Offiziell ist der Eingeschnappte gar nicht beleidigt

Auf den ersten Blick erscheint die Rolle des Eingeschnappten sehr praktisch. Er wäscht seine Hände in Unschuld. Denn wenn sein Gegenüber ihn als beleidigte Leberwurst angreift, geht das ins Leere. Offiziell ist er nämlich angeblich gar nicht beleidigt. Ein „Mensch, sei doch nicht so“ oder „Warum wirst du denn gleich wieder muffelig?“ lässt sich aus seiner Sicht leicht kontern: „Wieso, ich bin doch ganz normal. Wer sagt denn, dass ich stinkig bin?“ Der Nachweis ist schließlich schwer zu erbringen, wenn jemand nur verstummt. Wer hingegen schreit, offenbart seine Wut. Wer angreift, muss den Mut dazu aufbringen und objektiv bestimmbare Argumente oder Meinungen von sich geben. Stummes Beleidigtsein aber lässt sich nicht messen.

_Bereitgestelltes Material_.
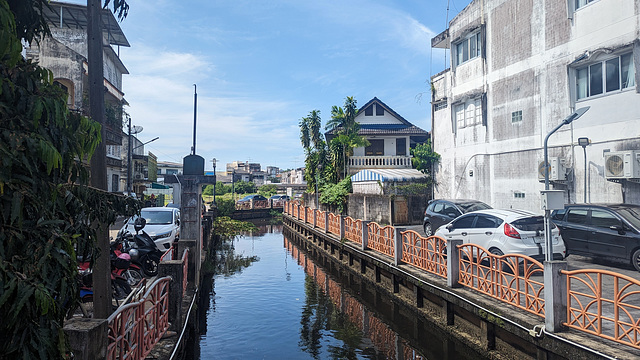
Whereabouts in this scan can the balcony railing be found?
[349,156,412,169]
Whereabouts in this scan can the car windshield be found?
[458,201,491,213]
[140,210,173,225]
[616,207,640,230]
[511,216,544,231]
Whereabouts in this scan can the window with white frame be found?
[453,31,482,66]
[511,110,522,124]
[575,0,596,10]
[575,53,636,100]
[453,98,482,129]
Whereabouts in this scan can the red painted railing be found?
[402,230,447,279]
[458,244,544,317]
[367,222,395,257]
[562,269,640,349]
[344,216,362,244]
[182,248,189,295]
[329,213,340,236]
[107,276,171,360]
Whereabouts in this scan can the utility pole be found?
[87,0,111,319]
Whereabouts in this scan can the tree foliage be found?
[0,0,140,359]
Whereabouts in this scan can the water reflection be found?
[195,224,480,360]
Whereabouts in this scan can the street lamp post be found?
[578,138,591,204]
[542,106,589,333]
[211,158,218,207]
[544,106,589,261]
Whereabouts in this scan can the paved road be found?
[401,225,640,280]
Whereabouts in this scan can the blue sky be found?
[74,0,469,170]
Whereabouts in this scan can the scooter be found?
[116,217,162,277]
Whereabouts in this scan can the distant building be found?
[25,1,130,192]
[325,97,429,175]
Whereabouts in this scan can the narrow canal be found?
[199,225,482,360]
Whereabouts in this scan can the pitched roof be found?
[325,97,429,136]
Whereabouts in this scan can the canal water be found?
[196,225,482,360]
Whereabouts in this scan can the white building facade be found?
[431,0,640,212]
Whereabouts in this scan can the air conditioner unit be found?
[604,150,640,179]
[538,156,567,181]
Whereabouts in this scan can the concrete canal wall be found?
[284,209,640,360]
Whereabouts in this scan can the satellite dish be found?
[131,125,142,134]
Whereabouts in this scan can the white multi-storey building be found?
[431,0,640,211]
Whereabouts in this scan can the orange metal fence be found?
[329,213,340,236]
[367,222,395,257]
[107,276,171,360]
[344,216,362,244]
[458,244,544,317]
[316,210,326,229]
[402,230,447,279]
[562,269,640,349]
[307,208,315,224]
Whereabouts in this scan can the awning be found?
[351,169,427,183]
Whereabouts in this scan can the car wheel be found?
[424,223,433,237]
[631,249,640,271]
[142,256,158,277]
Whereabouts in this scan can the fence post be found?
[362,220,369,251]
[544,260,567,333]
[324,210,329,234]
[447,239,462,288]
[64,318,109,360]
[393,227,407,266]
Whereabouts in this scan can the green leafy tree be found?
[325,96,369,181]
[258,184,278,198]
[235,181,257,194]
[0,0,140,359]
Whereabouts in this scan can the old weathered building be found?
[26,1,129,191]
[431,0,640,211]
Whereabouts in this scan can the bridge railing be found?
[344,216,362,244]
[561,269,640,349]
[107,276,171,360]
[367,222,395,257]
[458,244,544,317]
[401,230,447,279]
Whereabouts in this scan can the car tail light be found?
[504,223,520,239]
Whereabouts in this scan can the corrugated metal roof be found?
[351,169,427,182]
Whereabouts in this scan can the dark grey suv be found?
[422,199,491,236]
[551,204,640,271]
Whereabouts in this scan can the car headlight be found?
[153,231,172,240]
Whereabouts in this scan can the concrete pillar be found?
[179,175,202,280]
[313,209,318,229]
[362,220,369,251]
[447,239,462,288]
[64,318,109,360]
[158,253,188,332]
[544,260,567,332]
[393,227,407,266]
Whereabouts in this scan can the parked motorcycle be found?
[116,217,162,276]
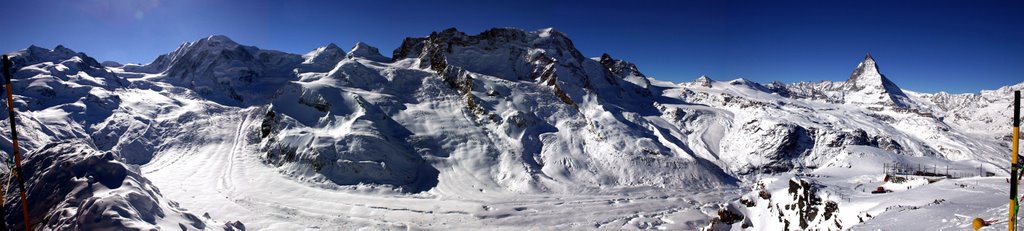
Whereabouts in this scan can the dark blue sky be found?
[0,0,1024,92]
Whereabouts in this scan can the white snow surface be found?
[0,29,1024,230]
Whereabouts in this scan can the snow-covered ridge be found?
[0,29,1024,229]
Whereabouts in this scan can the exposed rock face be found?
[5,141,208,230]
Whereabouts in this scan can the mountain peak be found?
[845,53,913,107]
[849,53,885,85]
[345,42,390,61]
[302,43,345,66]
[10,45,102,68]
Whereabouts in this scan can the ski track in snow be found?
[142,108,727,230]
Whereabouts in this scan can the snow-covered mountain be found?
[0,29,1024,229]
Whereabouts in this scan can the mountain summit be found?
[845,53,914,108]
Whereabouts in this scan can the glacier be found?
[0,29,1024,230]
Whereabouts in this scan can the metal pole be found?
[3,55,32,230]
[1009,91,1021,231]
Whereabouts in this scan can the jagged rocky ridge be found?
[0,29,1024,228]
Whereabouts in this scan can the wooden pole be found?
[3,54,32,230]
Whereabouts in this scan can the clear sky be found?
[0,0,1024,92]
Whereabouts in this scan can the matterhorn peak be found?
[345,42,390,61]
[848,52,885,84]
[845,53,913,107]
[693,75,715,88]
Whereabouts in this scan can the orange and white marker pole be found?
[1008,91,1021,231]
[3,54,32,230]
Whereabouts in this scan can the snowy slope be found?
[0,29,1024,230]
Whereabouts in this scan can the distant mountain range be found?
[0,29,1024,229]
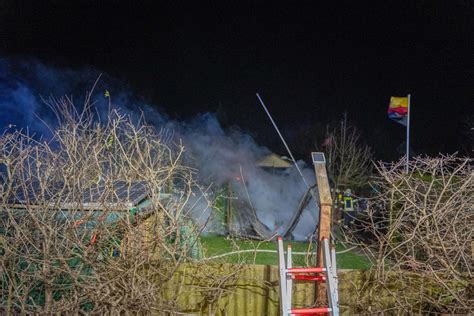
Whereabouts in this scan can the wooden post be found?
[311,152,332,304]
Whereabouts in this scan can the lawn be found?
[201,236,370,269]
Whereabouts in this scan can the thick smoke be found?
[0,59,318,239]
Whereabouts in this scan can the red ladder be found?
[278,237,339,316]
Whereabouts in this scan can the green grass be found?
[201,236,370,269]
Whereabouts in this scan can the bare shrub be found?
[323,115,372,188]
[0,98,239,314]
[346,156,474,314]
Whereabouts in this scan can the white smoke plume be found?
[0,58,318,240]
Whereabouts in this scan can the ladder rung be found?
[291,307,331,315]
[291,275,326,281]
[287,267,326,273]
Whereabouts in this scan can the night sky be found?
[0,0,474,159]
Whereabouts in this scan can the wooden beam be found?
[311,152,332,304]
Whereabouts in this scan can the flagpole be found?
[405,94,411,174]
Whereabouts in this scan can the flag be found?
[387,97,408,126]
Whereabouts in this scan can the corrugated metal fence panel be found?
[155,265,363,316]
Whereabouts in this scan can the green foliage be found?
[201,236,370,269]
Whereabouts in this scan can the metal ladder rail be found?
[278,237,339,316]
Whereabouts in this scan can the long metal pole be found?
[405,94,411,174]
[257,93,314,189]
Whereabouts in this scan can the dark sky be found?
[0,0,474,159]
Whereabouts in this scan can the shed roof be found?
[257,153,293,168]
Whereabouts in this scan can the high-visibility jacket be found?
[343,196,354,212]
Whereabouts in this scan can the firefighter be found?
[342,189,355,228]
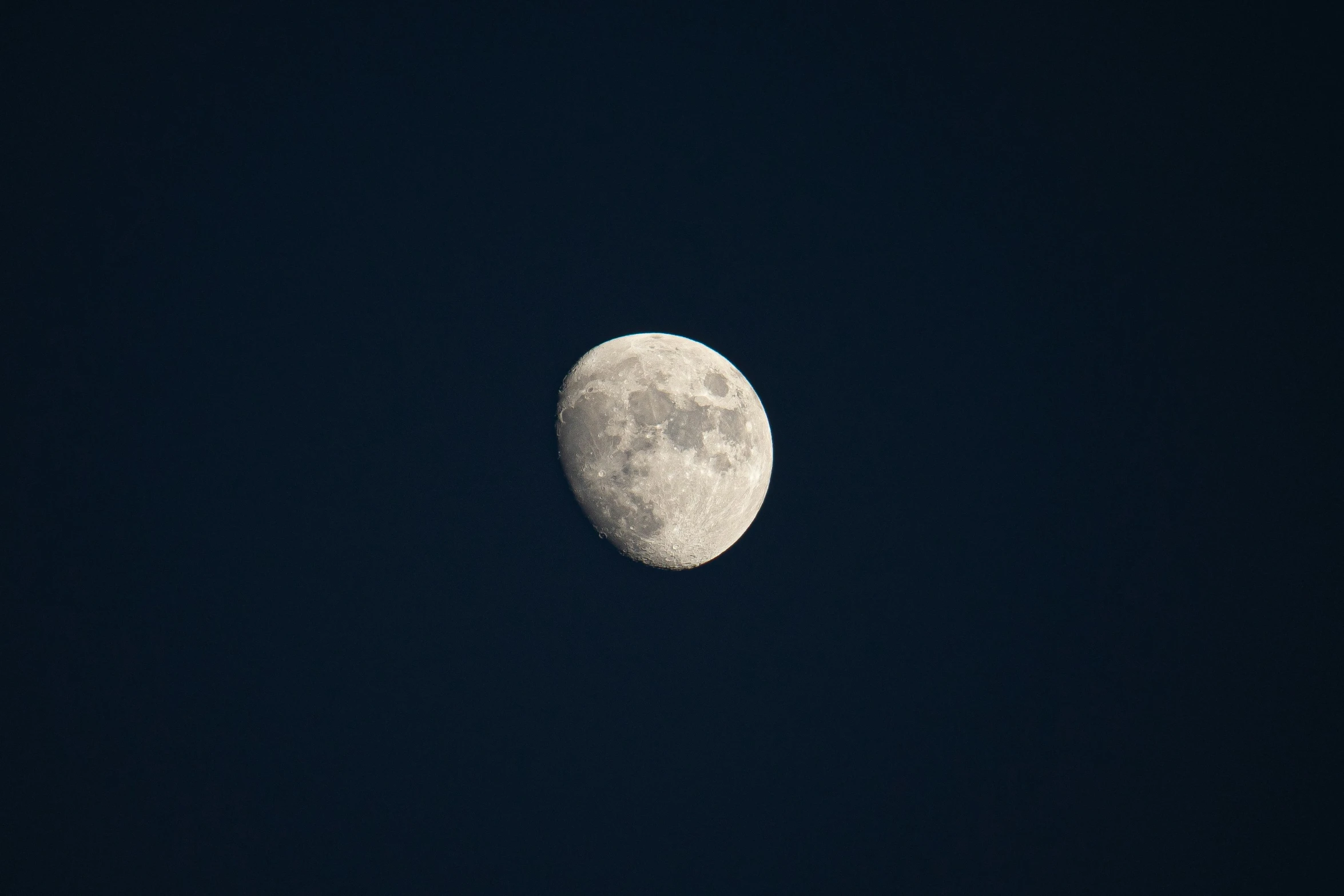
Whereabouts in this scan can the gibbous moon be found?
[555,333,774,570]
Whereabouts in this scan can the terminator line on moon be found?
[555,333,774,570]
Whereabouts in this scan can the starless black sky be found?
[0,3,1344,895]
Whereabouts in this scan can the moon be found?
[555,333,774,570]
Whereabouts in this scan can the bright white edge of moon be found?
[555,333,774,570]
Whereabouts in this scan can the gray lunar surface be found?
[555,333,774,570]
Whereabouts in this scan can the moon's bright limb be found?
[555,333,774,570]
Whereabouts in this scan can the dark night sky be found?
[0,3,1344,896]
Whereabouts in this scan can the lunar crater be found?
[556,333,773,570]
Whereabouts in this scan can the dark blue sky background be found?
[0,3,1344,895]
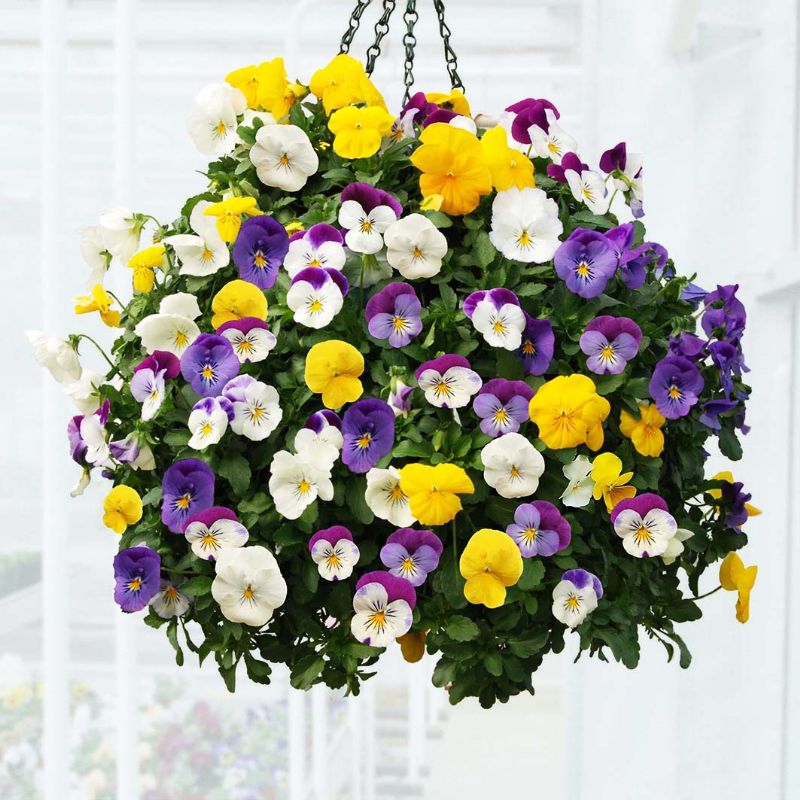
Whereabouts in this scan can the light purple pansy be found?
[506,500,572,558]
[472,378,533,436]
[380,528,444,587]
[579,315,642,375]
[364,282,422,347]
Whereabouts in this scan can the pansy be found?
[161,458,214,533]
[552,569,603,628]
[506,500,572,558]
[183,506,250,560]
[211,545,288,628]
[233,214,289,289]
[592,453,636,511]
[458,528,522,608]
[611,492,678,558]
[339,183,403,254]
[211,280,267,328]
[250,125,319,195]
[364,283,422,347]
[619,403,666,458]
[203,196,262,242]
[283,222,347,278]
[528,375,611,450]
[400,464,475,525]
[383,214,447,280]
[364,466,414,528]
[464,289,526,350]
[305,339,364,408]
[481,433,544,497]
[286,267,349,329]
[414,355,483,408]
[553,228,617,299]
[350,571,417,647]
[114,547,161,614]
[560,456,594,508]
[103,483,143,533]
[489,188,564,264]
[472,378,533,436]
[308,525,361,581]
[719,552,758,624]
[342,397,394,473]
[269,450,333,519]
[648,356,705,419]
[579,315,642,375]
[380,528,444,587]
[181,333,239,397]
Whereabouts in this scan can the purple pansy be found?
[342,397,394,472]
[380,528,444,586]
[648,356,705,419]
[579,315,642,375]
[161,458,214,533]
[114,547,161,614]
[181,333,239,397]
[506,500,572,558]
[364,282,422,347]
[233,214,289,289]
[553,228,617,298]
[472,378,533,436]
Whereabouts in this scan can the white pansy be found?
[250,125,319,192]
[269,450,333,519]
[25,331,82,384]
[489,187,564,264]
[481,433,544,497]
[561,456,594,508]
[350,583,412,647]
[231,381,283,442]
[383,214,447,280]
[186,81,247,157]
[211,545,287,628]
[364,467,416,528]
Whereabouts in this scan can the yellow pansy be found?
[411,122,492,214]
[305,339,364,408]
[328,106,394,158]
[211,278,267,328]
[75,283,121,328]
[619,403,667,458]
[459,528,522,608]
[528,375,611,450]
[400,464,475,525]
[103,484,142,533]
[425,89,470,117]
[719,553,758,624]
[203,197,264,242]
[592,453,636,511]
[480,125,536,192]
[128,244,167,292]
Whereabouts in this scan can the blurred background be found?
[0,0,800,800]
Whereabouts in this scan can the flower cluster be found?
[30,55,757,705]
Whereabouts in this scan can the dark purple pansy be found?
[553,228,617,298]
[364,283,422,347]
[342,397,394,473]
[161,458,214,533]
[506,500,572,558]
[579,315,642,375]
[380,528,444,586]
[648,356,705,419]
[472,378,533,436]
[114,547,161,614]
[181,333,239,397]
[233,214,289,289]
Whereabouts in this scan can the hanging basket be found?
[31,1,757,706]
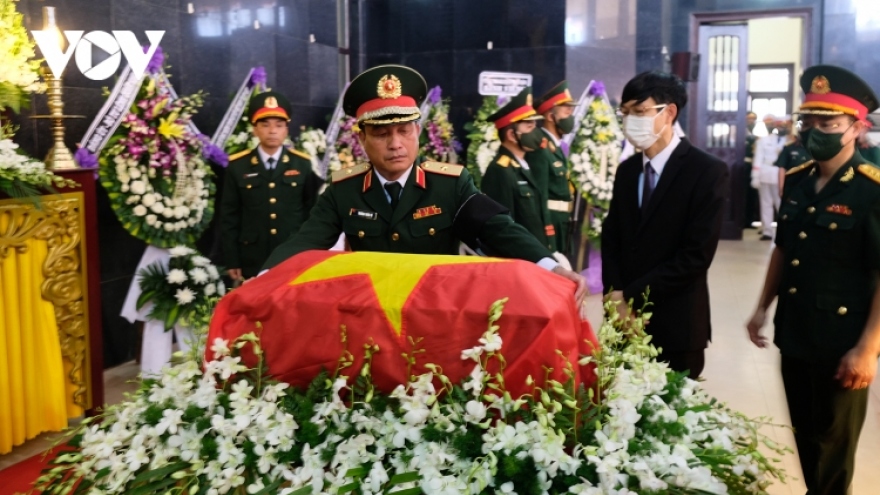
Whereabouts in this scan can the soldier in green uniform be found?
[264,65,586,303]
[748,65,880,495]
[480,87,557,251]
[220,91,321,282]
[526,81,577,258]
[775,123,813,196]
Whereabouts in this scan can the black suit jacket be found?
[602,139,729,352]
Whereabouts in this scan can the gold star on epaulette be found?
[785,160,815,175]
[421,162,464,177]
[229,150,253,162]
[330,163,370,184]
[859,163,880,184]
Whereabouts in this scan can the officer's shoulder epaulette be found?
[330,163,370,184]
[785,160,815,175]
[858,163,880,184]
[420,162,464,177]
[229,149,254,162]
[287,148,312,160]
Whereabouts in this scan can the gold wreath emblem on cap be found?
[376,75,401,99]
[810,76,831,95]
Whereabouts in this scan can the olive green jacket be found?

_Ziel A_.
Beantworte anhand des Textes über den Eingeschnappten diese Fragen:
(i) Mit welchen Worten kontert der Eingeschnappte aus seiner Sicht?
(ii) Was offenbart laut Text, wer schreit?
(iii) Was lässt sich dem Text zufolge nicht messen?
_Ziel B_. Nenne sämtliche Äußerungen, die im Text über den Eingeschnappten in Anführungszeichen stehen.
_Ziel C_. Führe den Text über den Eingeschnappten im Anschluss an seinen letzten Satz weiter.

_Schriftliche Antwort A_.
(i) „Wieso, ich bin doch ganz normal. Wer sagt denn, dass ich stinkig bin?“
(ii) Seine Wut.
(iii) Stummes Beleidigtsein.

_Schriftliche Antwort B_.
„Mensch, sei doch nicht so“
„Warum wirst du denn gleich wieder muffelig?“
„Wieso, ich bin doch ganz normal. Wer sagt denn, dass ich stinkig bin?“

_Schriftliche Antwort C_.
Die Beleidigten gefallen sich in der Rolle des Opfers

Der Beleidigte gefällt sich in der Rolle des unschuldigen Opfers, indem er sein Gegenüber zum Angreifer macht. Mit der Schmoll-Attacke kann er auf den vermeintlichen Täter losgehen, ohne sich selbst einem Risiko auszusetzen. Er hat ja gar nichts gemacht. Dass genau das das Schlimme ist, verdreht den Konflikt und führt automatisch zum Rollentausch. Der Beschuldigte fühlt sich als Täter und kann den unausgesprochenen Vorwürfen nichts entgegensetzen. Das macht hilflos und unzufrieden. Wir würden die Begegnung mit Mimosen am liebsten vermeiden. Doch hat man sie im Kollegen- oder Familienkreis, ist das kaum möglich.

Schmollende brauchen den Applaus von anderen

Welche Menschen sind besonders schnell eingeschnappt? Meist sind es Frauen und Männer, die es schlecht ertragen, wenn sie nicht bewundert werden. Versichern andere ihnen nicht die erwünschte Wertschätzung, sollen die bestraft werden. Der Schmollende braucht den Applaus, weil er sich selbst nicht genug ist und sich ohne Bestätigung von anderen als zu wenig wertvoll erlebt. Wer dauernd etwas „in den falschen Hals kriegt“, will auf eine Weise geachtet, anerkannt und geliebt werden, die kaum jemand erfüllen kann.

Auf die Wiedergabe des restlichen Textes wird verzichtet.